- **YOUR ASSIGNMENT**: Return all the entries exactly, keeping pictures out.

- **RECORDS FOR THIS EXERCISE**:
********
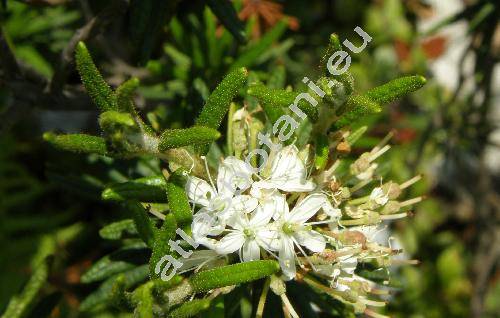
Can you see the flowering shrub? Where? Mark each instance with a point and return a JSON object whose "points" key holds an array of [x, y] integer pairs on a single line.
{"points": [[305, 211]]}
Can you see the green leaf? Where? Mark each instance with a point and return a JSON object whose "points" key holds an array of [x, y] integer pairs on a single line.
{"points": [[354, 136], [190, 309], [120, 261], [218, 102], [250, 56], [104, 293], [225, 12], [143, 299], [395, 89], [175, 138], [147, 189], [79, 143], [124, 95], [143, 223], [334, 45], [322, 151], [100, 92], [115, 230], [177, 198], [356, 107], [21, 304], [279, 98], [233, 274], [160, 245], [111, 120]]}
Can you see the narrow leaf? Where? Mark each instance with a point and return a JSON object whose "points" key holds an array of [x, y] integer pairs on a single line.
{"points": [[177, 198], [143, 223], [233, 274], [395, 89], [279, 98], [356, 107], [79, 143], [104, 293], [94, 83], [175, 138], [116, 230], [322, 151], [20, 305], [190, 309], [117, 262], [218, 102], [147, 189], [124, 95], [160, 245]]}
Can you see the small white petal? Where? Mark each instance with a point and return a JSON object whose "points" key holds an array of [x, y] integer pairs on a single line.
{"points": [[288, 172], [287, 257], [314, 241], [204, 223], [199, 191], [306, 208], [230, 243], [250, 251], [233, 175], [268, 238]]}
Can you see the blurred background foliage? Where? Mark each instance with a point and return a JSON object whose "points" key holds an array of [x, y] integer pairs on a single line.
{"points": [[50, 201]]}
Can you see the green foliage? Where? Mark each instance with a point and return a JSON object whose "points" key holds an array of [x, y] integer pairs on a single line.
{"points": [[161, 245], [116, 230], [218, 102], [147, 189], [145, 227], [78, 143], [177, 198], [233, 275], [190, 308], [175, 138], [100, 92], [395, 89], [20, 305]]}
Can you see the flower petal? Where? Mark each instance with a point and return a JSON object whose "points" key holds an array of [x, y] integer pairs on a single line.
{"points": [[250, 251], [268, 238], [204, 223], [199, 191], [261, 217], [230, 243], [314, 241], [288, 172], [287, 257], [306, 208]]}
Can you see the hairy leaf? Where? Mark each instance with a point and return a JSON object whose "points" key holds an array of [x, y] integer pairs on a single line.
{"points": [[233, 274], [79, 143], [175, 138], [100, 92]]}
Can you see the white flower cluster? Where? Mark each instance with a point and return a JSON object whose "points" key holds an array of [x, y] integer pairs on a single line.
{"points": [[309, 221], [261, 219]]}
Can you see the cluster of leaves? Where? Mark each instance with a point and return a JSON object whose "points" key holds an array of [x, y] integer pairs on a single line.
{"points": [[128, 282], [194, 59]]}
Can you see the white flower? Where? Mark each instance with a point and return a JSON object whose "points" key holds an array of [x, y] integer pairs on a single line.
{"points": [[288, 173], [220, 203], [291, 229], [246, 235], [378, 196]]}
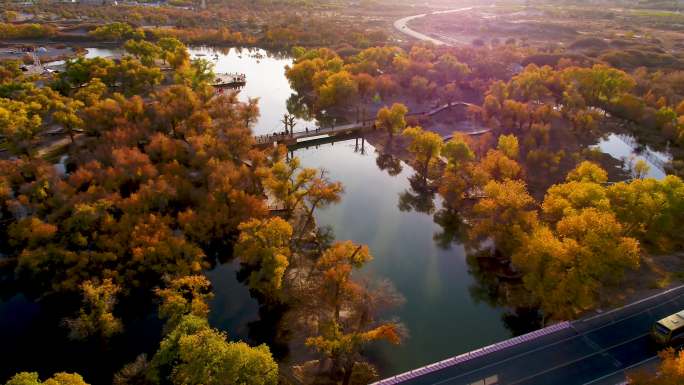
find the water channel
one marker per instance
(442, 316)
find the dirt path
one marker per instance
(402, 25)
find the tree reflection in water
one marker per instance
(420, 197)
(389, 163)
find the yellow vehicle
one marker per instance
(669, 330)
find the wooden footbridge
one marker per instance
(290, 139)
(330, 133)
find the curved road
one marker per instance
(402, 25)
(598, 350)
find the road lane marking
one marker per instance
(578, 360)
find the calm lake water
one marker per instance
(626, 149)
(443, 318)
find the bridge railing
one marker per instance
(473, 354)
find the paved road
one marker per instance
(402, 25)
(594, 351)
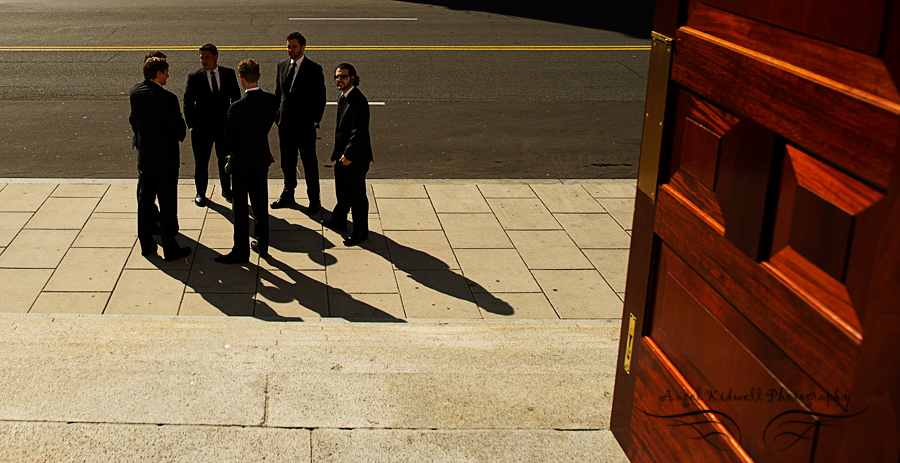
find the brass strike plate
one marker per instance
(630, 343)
********
- **RESULT FOR THIS TASK**:
Can you see the flowering shrub? Where? Mark each instance with a point and return a JSON object whose "points" key holds an array of [x, y] integer pairs on a single line.
{"points": [[305, 211]]}
Can you see the green leaf? Where? Mark each instance with a point and return a JSON object whose "points" key holds an array of [x, y] integer pairs on a single line.
{"points": [[354, 136], [190, 309], [120, 261], [218, 102], [250, 56], [104, 293], [225, 12], [143, 299], [395, 89], [175, 138], [147, 189], [79, 143], [124, 95], [143, 223], [334, 45], [322, 151], [100, 92], [115, 230], [177, 198], [356, 107], [21, 304], [279, 98], [233, 274], [160, 245], [111, 120]]}
Can you see the narrow leaf? Where? Mark each instance with a point and return a JSON object whose "points" key holds an array of [x, y] integer pairs on a single line.
{"points": [[177, 198], [143, 223], [233, 274], [395, 89], [279, 98], [356, 107], [79, 143], [104, 293], [94, 83], [175, 138], [116, 230], [322, 151], [20, 305], [190, 309], [117, 262], [218, 102], [147, 189], [124, 95], [160, 245]]}
Can you see the small white petal? Where? Mark each instance with a point and return a JSON object whose "points" key holds an array of [x, y] integer pairs on a single line.
{"points": [[288, 172], [287, 257], [314, 241], [204, 223], [199, 191], [306, 208], [230, 243], [250, 251], [233, 175], [268, 238]]}
Can you see the blurred background foliage? Where? Mark each instance with a point and return a JSON object whose "points" key holds an array of [x, y] integer pairs on a single line.
{"points": [[50, 201]]}
Can you see the green foliage? Where? Mark each instance with a point and return a JSON object whose "points" key holds an array of [x, y] integer pairs on a single line.
{"points": [[161, 245], [116, 230], [218, 102], [147, 189], [145, 227], [78, 143], [177, 198], [233, 275], [190, 308], [175, 138], [100, 92], [395, 89], [20, 305]]}
Can you see the flower petal? Where? Mark each instance with a point and return a JSON object whose "points" key holds an array of [x, y] integer pairs on a single line.
{"points": [[250, 251], [268, 238], [204, 223], [199, 191], [261, 217], [230, 243], [314, 241], [288, 172], [287, 257], [306, 208]]}
Can you see the hairy leaf? Where? Mark each instance with a point and return a JSON object whose "points" key holds an array of [x, y] integer pairs on a single line.
{"points": [[233, 274], [79, 143], [175, 138], [100, 92]]}
Can you see the white flower cluster? Where? Mark each instance with a point and return a JSON object whose "points" key holds an array of [x, y] integer pairs on a single line.
{"points": [[309, 221], [261, 219]]}
Can you see the cluster of leaves? Where? Mark each instance with a point and return a JSON object whose "points" key holds an array of [x, y] integer pairs on a single line.
{"points": [[128, 282], [194, 59]]}
Can you see the white flower? Where? Mark each instance with a point and return a JSON object whose "points" key holds an array of [x, y] integer pairs on a single line.
{"points": [[288, 173], [220, 203], [291, 229], [246, 235], [378, 196]]}
find the water channel
one marker per instance
(442, 316)
find the dirt path
one marker per instance
(402, 25)
find the tree reflection in water
one marker per instance
(420, 197)
(389, 163)
find the yellow vehicle
one marker per instance
(669, 330)
find the wooden footbridge
one marker per instance
(290, 139)
(330, 133)
find the curved road
one marker per instance
(402, 25)
(598, 350)
find the road lane marking
one marker per instance
(578, 360)
find the calm lake water
one marker per instance
(626, 149)
(443, 318)
find the bridge railing
one marker per instance
(473, 354)
find the paved road
one marker per instance
(402, 25)
(594, 351)
find the brass strike plate
one marker per instance
(630, 343)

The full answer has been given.